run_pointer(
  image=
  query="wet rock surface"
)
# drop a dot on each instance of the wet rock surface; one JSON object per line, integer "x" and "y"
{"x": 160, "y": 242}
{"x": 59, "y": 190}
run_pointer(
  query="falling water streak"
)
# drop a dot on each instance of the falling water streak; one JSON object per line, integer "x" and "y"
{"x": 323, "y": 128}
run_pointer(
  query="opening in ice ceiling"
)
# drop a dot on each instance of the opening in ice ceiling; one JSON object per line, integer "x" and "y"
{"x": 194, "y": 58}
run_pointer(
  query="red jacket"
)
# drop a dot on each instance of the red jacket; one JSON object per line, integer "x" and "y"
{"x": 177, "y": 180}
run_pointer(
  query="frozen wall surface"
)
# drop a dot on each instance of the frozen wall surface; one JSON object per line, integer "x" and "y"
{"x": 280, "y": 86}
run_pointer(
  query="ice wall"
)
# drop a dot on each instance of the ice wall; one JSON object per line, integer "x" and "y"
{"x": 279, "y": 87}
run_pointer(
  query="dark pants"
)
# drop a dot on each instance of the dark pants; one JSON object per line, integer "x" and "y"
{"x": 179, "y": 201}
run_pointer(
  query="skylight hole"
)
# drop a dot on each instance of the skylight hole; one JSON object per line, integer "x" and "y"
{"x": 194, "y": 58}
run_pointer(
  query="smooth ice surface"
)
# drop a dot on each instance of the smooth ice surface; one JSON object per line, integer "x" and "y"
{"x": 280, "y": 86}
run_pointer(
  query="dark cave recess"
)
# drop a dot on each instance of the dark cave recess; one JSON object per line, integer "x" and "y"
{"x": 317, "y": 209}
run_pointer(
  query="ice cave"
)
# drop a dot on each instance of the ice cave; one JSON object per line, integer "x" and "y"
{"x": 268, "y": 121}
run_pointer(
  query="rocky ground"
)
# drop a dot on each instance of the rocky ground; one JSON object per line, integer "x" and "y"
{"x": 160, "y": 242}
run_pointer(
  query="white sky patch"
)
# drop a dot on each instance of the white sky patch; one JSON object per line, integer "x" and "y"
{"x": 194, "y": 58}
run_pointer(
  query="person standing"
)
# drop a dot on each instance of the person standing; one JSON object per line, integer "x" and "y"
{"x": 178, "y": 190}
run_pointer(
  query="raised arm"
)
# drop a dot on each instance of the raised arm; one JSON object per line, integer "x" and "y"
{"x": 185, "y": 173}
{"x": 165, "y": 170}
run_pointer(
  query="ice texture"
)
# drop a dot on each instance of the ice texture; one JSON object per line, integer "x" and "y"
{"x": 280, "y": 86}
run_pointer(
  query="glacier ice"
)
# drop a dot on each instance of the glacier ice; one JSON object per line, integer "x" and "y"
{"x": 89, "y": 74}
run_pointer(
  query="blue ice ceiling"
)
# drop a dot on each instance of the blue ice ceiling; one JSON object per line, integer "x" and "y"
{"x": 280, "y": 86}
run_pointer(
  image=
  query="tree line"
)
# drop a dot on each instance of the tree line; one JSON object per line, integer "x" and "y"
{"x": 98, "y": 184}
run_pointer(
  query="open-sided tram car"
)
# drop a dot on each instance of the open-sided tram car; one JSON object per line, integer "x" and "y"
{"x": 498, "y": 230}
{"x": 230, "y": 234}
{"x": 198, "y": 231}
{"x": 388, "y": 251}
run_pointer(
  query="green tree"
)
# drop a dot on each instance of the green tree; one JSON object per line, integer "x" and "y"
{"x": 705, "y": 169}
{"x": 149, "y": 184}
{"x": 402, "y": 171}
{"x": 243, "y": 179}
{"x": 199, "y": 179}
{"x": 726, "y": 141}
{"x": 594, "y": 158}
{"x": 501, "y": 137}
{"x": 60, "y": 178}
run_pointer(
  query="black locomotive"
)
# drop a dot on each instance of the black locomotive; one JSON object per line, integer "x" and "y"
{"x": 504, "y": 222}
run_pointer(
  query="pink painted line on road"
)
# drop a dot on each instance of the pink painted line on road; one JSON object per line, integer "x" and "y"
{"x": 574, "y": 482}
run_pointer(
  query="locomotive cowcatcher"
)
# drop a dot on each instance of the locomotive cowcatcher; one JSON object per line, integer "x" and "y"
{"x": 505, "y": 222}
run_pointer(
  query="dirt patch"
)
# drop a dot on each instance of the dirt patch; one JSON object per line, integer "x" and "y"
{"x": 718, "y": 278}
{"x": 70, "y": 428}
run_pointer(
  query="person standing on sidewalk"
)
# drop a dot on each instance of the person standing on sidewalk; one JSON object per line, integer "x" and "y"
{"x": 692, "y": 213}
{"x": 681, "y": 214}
====
The request: Would you restate each of the entries word for word?

Expected output:
run_pointer(
  image=
  query="wet rock surface"
)
# drop a dot on each instance of the wet rock surface; one JSON object per line, integer "x" and "y"
{"x": 160, "y": 242}
{"x": 59, "y": 190}
run_pointer(
  query="falling water streak"
)
# drop a dot on each instance of the falling water streak; one JSON object per line, integer "x" and "y"
{"x": 323, "y": 128}
run_pointer(
  query="opening in ice ceiling"
)
# drop a dot on each instance of the opening in ice ceiling; one JSON object per line, integer "x" and "y"
{"x": 194, "y": 58}
run_pointer(
  query="red jacket"
)
# drop a dot on each instance of the red jacket; one JSON object per line, integer "x" and "y"
{"x": 177, "y": 180}
run_pointer(
  query="frozen wall surface"
)
# drop a dot on each instance of the frozen wall surface; one JSON object per line, integer "x" and "y"
{"x": 280, "y": 86}
run_pointer(
  query="ice wall"
)
# drop a dot on each instance of the ice wall; one JSON object per line, integer "x" and "y"
{"x": 279, "y": 87}
run_pointer(
  query="dark pants"
)
# drop a dot on each instance of the dark pants; one JSON object per line, integer "x" and "y"
{"x": 179, "y": 201}
run_pointer(
  query="skylight hole"
)
# drop a dot on each instance of the skylight hole; one JSON object per line, integer "x" and "y"
{"x": 194, "y": 58}
run_pointer(
  query="smooth ice surface"
)
# drop a dot on each instance of the smooth ice surface; one JSON object per line, integer "x" and "y"
{"x": 280, "y": 86}
run_pointer(
  query="dark cave recess"
)
# drop a dot on each instance of the dark cave recess; one JSON object per line, integer "x" and "y"
{"x": 317, "y": 209}
run_pointer(
  query="ice cave"
)
# drop a dot on each instance of the ice cave; one JSON object per line, integer "x" and "y"
{"x": 268, "y": 121}
run_pointer(
  query="rocky ground"
)
# drop a dot on each instance of the rocky ground; one JSON object per line, integer "x" and "y"
{"x": 160, "y": 242}
run_pointer(
  query="white sky patch"
)
# drop a dot on each instance of the white sky patch; one JSON object per line, integer "x" and "y"
{"x": 194, "y": 58}
run_pointer(
  query="person standing"
)
# drop a dot on each instance of the person standing; one JSON object per line, integer "x" and "y"
{"x": 178, "y": 190}
run_pointer(
  query="raised arm"
)
# drop a dot on each instance of the raised arm; one JSON object per line, integer "x" and "y"
{"x": 185, "y": 173}
{"x": 165, "y": 170}
run_pointer(
  query="ice texture"
)
# drop a dot on each instance of the ice texture; one JSON object per line, integer "x" and "y"
{"x": 280, "y": 86}
run_pointer(
  query="glacier ice"
)
# drop a dot on each instance of the glacier ice; one JSON object per line, integer "x" and "y"
{"x": 89, "y": 74}
run_pointer(
  query="blue ice ceiling"
)
# drop a dot on each instance of the blue ice ceiling; one JSON object per line, integer "x" and "y"
{"x": 280, "y": 86}
run_pointer(
  image=
  query="tree line"
)
# drop a dot on each instance of the tree line; one JSON object per line, integer "x" and "y"
{"x": 98, "y": 184}
run_pointer(
  query="open-sided tram car"
)
# drop a dot on each instance of the open-sided tram car; one JSON object per line, integer "x" and "y"
{"x": 498, "y": 230}
{"x": 230, "y": 234}
{"x": 198, "y": 231}
{"x": 388, "y": 251}
run_pointer(
  query="green tree"
)
# drop a dot on each instance of the green tree; one JSON object per line, integer "x" and "y"
{"x": 705, "y": 169}
{"x": 149, "y": 184}
{"x": 402, "y": 171}
{"x": 243, "y": 179}
{"x": 199, "y": 179}
{"x": 726, "y": 141}
{"x": 594, "y": 158}
{"x": 501, "y": 137}
{"x": 60, "y": 178}
run_pointer(
  query="black locomotive"
)
# drop a dot on each instance of the black locomotive; one JSON object per line, integer "x" and "y"
{"x": 504, "y": 222}
run_pointer(
  query="pink painted line on road"
)
# drop a dot on each instance of the pink painted line on road; one JSON object per line, integer "x" and "y"
{"x": 574, "y": 482}
run_pointer(
  query="locomotive cowcatcher"
)
# drop a dot on each instance of the locomotive cowcatcher; one JSON object per line, integer "x" and "y"
{"x": 505, "y": 222}
run_pointer(
  query="dirt patch"
)
# drop a dot on each instance of the dirt patch; one JSON object per line, integer "x" and "y"
{"x": 718, "y": 278}
{"x": 70, "y": 428}
run_pointer(
  query="person standing on sidewalk"
)
# drop a dot on each instance of the person standing on sidewalk; one JSON object per line, integer "x" and "y"
{"x": 692, "y": 213}
{"x": 681, "y": 214}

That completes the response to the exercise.